## Begin Supplied records

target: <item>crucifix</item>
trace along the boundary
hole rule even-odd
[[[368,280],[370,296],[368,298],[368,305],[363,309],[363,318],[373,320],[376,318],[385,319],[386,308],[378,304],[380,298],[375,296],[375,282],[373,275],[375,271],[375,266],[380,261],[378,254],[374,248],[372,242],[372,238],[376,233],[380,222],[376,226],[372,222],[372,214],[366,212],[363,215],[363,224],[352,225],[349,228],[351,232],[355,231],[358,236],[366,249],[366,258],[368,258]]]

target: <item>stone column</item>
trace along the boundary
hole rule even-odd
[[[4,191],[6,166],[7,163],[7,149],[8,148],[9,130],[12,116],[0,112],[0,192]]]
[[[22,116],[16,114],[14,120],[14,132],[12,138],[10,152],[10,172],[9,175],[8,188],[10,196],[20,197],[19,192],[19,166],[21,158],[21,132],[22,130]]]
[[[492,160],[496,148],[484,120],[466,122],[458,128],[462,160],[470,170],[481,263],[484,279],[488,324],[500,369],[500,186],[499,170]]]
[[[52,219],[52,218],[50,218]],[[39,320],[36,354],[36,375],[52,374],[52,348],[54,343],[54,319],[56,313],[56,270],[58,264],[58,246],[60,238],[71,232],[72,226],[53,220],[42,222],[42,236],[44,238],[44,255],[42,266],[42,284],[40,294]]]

## End Supplied records

Write out every entry above, word for word.

target: <item>crucifix</item>
trace along the boundary
hole rule even-odd
[[[368,280],[370,296],[368,298],[368,305],[363,309],[363,318],[373,320],[376,318],[385,319],[386,308],[378,304],[380,298],[375,296],[375,282],[373,275],[375,271],[375,266],[380,261],[378,254],[374,248],[372,242],[372,238],[376,233],[380,222],[376,226],[372,222],[372,214],[366,212],[363,215],[363,224],[352,225],[349,228],[351,232],[355,231],[358,236],[366,249],[366,258],[368,258]]]

target: <item>stone column</item>
trace along the boundary
hole rule even-odd
[[[4,191],[6,166],[7,163],[7,149],[8,148],[9,130],[12,116],[0,112],[0,192]]]
[[[22,116],[16,114],[14,120],[14,132],[12,138],[10,152],[10,172],[9,175],[8,188],[10,196],[20,197],[19,192],[19,166],[21,158],[21,132],[22,130]]]
[[[492,160],[496,148],[484,120],[466,122],[458,128],[462,160],[470,170],[481,263],[484,279],[488,324],[500,369],[500,186],[499,170]]]
[[[52,219],[52,218],[50,218]],[[39,320],[36,354],[36,375],[52,374],[52,348],[54,343],[54,319],[56,313],[56,270],[58,264],[58,246],[60,238],[71,232],[72,226],[53,220],[42,222],[42,236],[44,238],[44,255],[42,266],[42,284],[40,294]]]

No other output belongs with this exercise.